Supplied entries
☆ ☆ ☆ ☆ ☆
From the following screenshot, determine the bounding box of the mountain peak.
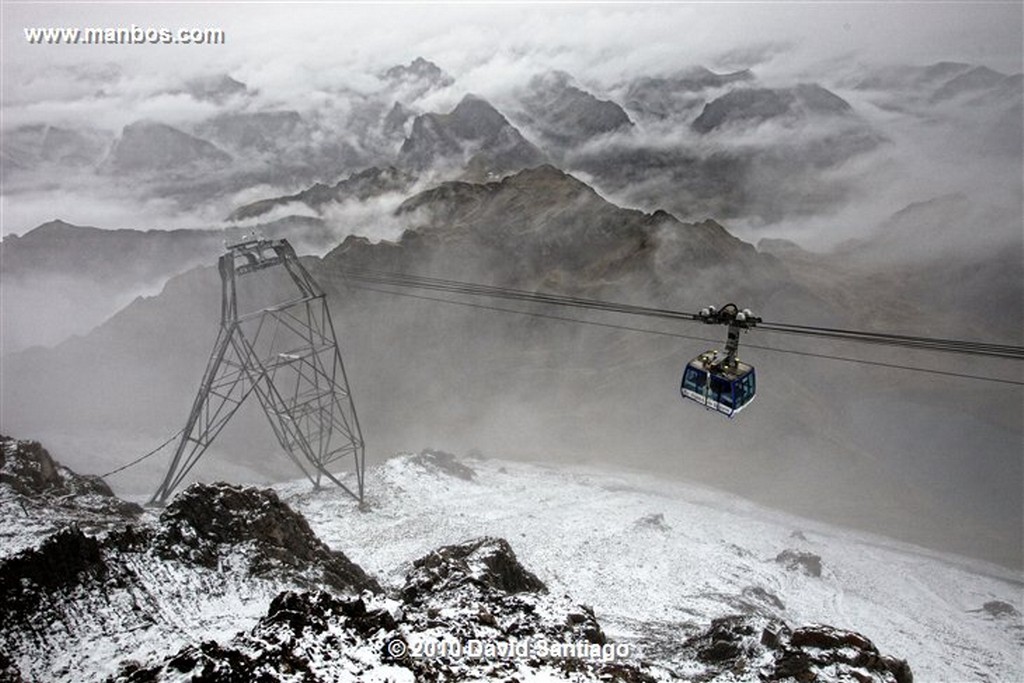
[399,96,545,175]
[500,163,588,191]
[692,83,852,133]
[109,121,231,172]
[449,94,510,132]
[383,57,454,88]
[26,218,79,234]
[519,71,632,147]
[180,73,248,103]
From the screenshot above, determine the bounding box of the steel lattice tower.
[150,237,365,505]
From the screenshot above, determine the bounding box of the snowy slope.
[281,453,1024,682]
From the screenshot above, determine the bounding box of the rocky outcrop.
[109,535,913,682]
[114,591,399,682]
[0,435,141,519]
[684,615,913,683]
[113,536,661,682]
[407,448,477,481]
[155,482,381,593]
[0,651,23,683]
[0,527,107,630]
[403,536,546,601]
[775,549,823,577]
[0,480,381,681]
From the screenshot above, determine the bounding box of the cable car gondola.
[680,304,760,418]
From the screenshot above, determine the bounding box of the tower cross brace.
[150,238,365,505]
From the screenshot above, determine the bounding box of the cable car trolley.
[681,303,761,417]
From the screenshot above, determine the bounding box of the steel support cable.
[105,273,1024,479]
[338,267,701,322]
[349,283,1024,386]
[101,428,185,478]
[757,321,1022,357]
[338,268,1024,360]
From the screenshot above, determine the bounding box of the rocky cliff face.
[681,615,913,683]
[156,483,381,593]
[0,479,378,681]
[0,436,142,546]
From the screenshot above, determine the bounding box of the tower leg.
[150,325,255,505]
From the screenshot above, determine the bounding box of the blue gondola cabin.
[680,350,756,417]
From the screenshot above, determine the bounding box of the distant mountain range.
[5,56,975,226]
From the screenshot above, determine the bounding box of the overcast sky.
[4,2,1021,96]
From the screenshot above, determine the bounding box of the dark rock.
[975,600,1021,619]
[112,537,655,682]
[0,436,62,495]
[687,615,756,663]
[741,585,785,612]
[790,624,876,653]
[0,435,139,517]
[682,615,912,683]
[403,536,546,602]
[409,448,477,480]
[157,482,380,593]
[0,651,24,683]
[0,526,106,627]
[266,590,396,638]
[634,512,670,531]
[760,621,790,648]
[776,549,823,577]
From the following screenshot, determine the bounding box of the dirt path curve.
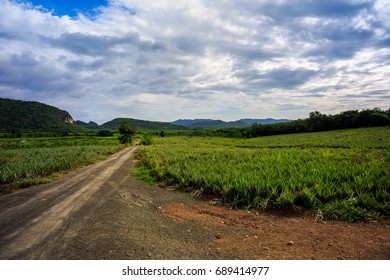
[0,144,389,260]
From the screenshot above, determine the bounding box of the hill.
[171,118,291,128]
[239,118,292,125]
[0,98,79,134]
[0,98,185,134]
[100,118,185,130]
[74,120,99,129]
[171,119,234,127]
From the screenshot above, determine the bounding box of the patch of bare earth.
[161,203,390,260]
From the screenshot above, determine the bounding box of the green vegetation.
[118,119,136,144]
[0,136,124,193]
[95,130,114,137]
[171,118,291,128]
[74,120,99,129]
[100,117,185,131]
[215,108,390,139]
[0,98,82,135]
[134,127,390,221]
[140,134,153,145]
[2,98,389,221]
[0,98,186,137]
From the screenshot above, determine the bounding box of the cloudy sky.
[0,0,389,123]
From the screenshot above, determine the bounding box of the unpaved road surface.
[0,145,389,260]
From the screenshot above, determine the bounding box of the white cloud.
[0,0,389,123]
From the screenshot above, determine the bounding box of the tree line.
[234,108,390,138]
[175,108,389,138]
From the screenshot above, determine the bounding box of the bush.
[141,134,153,145]
[96,130,114,137]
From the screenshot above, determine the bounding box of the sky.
[0,0,389,124]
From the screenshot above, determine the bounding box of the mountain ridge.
[1,98,293,133]
[98,118,185,130]
[0,97,76,134]
[170,118,292,128]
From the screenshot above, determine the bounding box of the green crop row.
[135,128,390,221]
[0,136,124,193]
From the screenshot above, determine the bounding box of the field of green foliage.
[135,127,390,221]
[0,136,124,193]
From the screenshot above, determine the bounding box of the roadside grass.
[0,136,124,193]
[134,127,390,221]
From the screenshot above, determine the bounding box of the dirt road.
[0,145,389,260]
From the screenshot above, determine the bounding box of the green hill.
[74,120,99,129]
[0,98,185,135]
[0,98,79,134]
[100,118,185,130]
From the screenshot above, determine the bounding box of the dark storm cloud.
[47,32,167,57]
[234,68,318,89]
[306,41,364,59]
[225,0,373,20]
[0,30,19,40]
[299,18,377,59]
[364,90,390,97]
[0,52,76,96]
[269,0,372,18]
[217,0,378,61]
[49,33,118,56]
[66,59,106,71]
[377,36,390,48]
[222,43,279,61]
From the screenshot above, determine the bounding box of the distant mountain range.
[0,98,291,134]
[0,98,184,133]
[170,118,291,128]
[97,118,184,130]
[76,118,291,130]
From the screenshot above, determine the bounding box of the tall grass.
[135,128,390,221]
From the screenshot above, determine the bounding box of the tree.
[118,119,136,144]
[307,111,332,131]
[370,112,390,126]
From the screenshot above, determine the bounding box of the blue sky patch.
[25,0,108,17]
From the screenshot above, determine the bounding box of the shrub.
[96,130,114,137]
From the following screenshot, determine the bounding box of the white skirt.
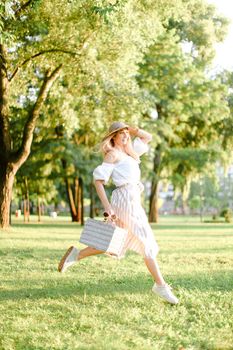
[111,183,159,260]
☆ ☆ ☆ ☆ ☆
What you should do
Images are to be omitted; everything else in the records is to be transcribed exactly.

Written answer
From the following screenshot, determine the bounding box of the mountain peak.
[399,96,545,175]
[500,163,588,191]
[692,83,852,133]
[109,121,231,172]
[449,94,510,132]
[383,57,454,88]
[26,218,79,234]
[519,71,632,147]
[180,73,248,103]
From the screenshot above, determine the bounding box of the steel lattice tower.
[150,237,365,505]
From the screenshot above, determine the bounding box of the snowy slope.
[281,453,1024,682]
From the screenshot above, determine the bounding box of the rocky outcrop.
[109,535,913,682]
[114,591,399,682]
[0,435,141,519]
[684,615,913,683]
[113,536,661,682]
[407,448,477,481]
[155,482,381,593]
[0,651,23,683]
[0,527,107,630]
[403,536,546,601]
[775,549,823,577]
[0,480,381,681]
From the screenshot above, determine the bounding box of the cable car gondola.
[680,304,760,418]
From the screenshot above, determine the bounding box of the tower cross brace.
[150,238,365,505]
From the screenshot above, determine the bounding box of the cable car trolley.
[681,303,761,417]
From the screenshot above, determine the bounding box of the steel support cable.
[105,273,1024,479]
[338,267,701,322]
[349,283,1024,386]
[101,428,185,478]
[757,321,1022,357]
[338,268,1024,360]
From the screenshot above, determine the bounding box of the rocky cliff face.
[681,615,913,683]
[156,483,381,593]
[0,479,378,681]
[0,436,142,546]
From the screenshot above, determine the bounding box of the tower leg.
[150,325,255,505]
From the screenshot above, determine the bounding box of the blue gondola cabin.
[680,350,756,417]
From the screenshot above, determine the bounding box of the distant mountain range.
[5,56,975,226]
From the screenshot above, determine the bounding box of the overcast sky.
[4,2,1021,96]
From the screenshot above, determine the bounding box of the dark rock.
[975,600,1021,619]
[112,537,655,682]
[0,436,62,495]
[687,615,756,663]
[741,585,785,612]
[790,624,876,653]
[0,435,139,517]
[682,615,912,683]
[403,536,546,602]
[409,448,477,480]
[157,482,380,593]
[0,651,24,683]
[0,526,106,627]
[266,590,396,638]
[634,512,670,531]
[760,621,790,648]
[776,549,823,577]
From the following screenshot, determine the bounding box of the dirt path curve.
[0,144,389,260]
From the screenshot above, determine the bounding box of the hill.
[171,118,291,128]
[239,118,292,125]
[0,98,79,134]
[0,98,185,134]
[100,118,185,130]
[74,120,99,129]
[171,119,234,127]
From the screenshot above, determine the bounding box of the patch of bare earth.
[161,203,390,260]
From the screenshot above, determine the bounding box of the green vegetation.
[118,119,136,144]
[0,136,124,193]
[95,130,114,137]
[171,118,291,128]
[74,120,99,129]
[100,117,185,131]
[215,108,390,139]
[0,98,82,135]
[134,127,390,221]
[140,134,153,145]
[2,98,389,221]
[0,98,186,137]
From the screenshot above, determine the bounding box of the cloudy sky.
[0,0,389,123]
From the screenshot above, determine the bounding box of the unpaved road surface.
[0,145,389,260]
From the screenshot above, determine the bounding box of the white cloud.
[0,0,389,123]
From the screenshot above, determine the bounding box of the tree line.
[234,108,390,138]
[175,108,389,138]
From the screenshot above, determine the bounding box of the bush.
[141,134,153,145]
[96,130,114,137]
From the screenshot above, determine the bounding box of the sky.
[0,0,389,124]
From the screenshot above, determine the bounding box of the mountain ridge.
[1,98,293,133]
[98,118,185,130]
[0,97,76,134]
[170,118,292,128]
From the screenshot above, determine the bounding box of the green crop row.
[135,128,390,221]
[0,136,124,193]
From the screenshot above, determine the bounding box of the field of green foliage.
[135,127,390,221]
[0,136,124,193]
From the screenshot above, determine the bounding box of the roadside grass.
[0,136,124,193]
[134,127,390,221]
From the screenshot above, determine the bounding box of the dirt road.
[0,145,389,260]
From the screenshot above, determine the bounding box of the green hill.
[74,120,99,129]
[0,98,185,135]
[0,98,79,134]
[100,118,185,130]
From the screenshot above, determine the bounding box of the dark storm cloud.
[47,32,167,57]
[234,68,318,89]
[306,41,364,59]
[225,0,373,20]
[0,30,19,40]
[299,18,377,59]
[364,90,390,97]
[0,52,76,96]
[269,0,372,18]
[217,0,378,61]
[49,33,118,56]
[66,59,106,71]
[377,36,390,48]
[222,43,279,61]
From the screenshot above, determine the bounding box of the distant mountain range.
[0,98,291,134]
[0,98,184,133]
[170,118,291,128]
[97,118,184,130]
[76,118,291,130]
From the screenshot above, determine the bounding box of the tall grass.
[135,128,390,221]
From the screenshot above, determine the bounding box of the tree.
[118,119,136,144]
[307,111,332,131]
[370,112,390,126]
From the screenshot above, determine the bounding box of the blue sky patch.
[25,0,108,17]
From the screenshot above, determine the bounding box of the shrub.
[96,130,114,137]
From the following screenshot, determine the bounding box of the white skirt.
[111,183,159,260]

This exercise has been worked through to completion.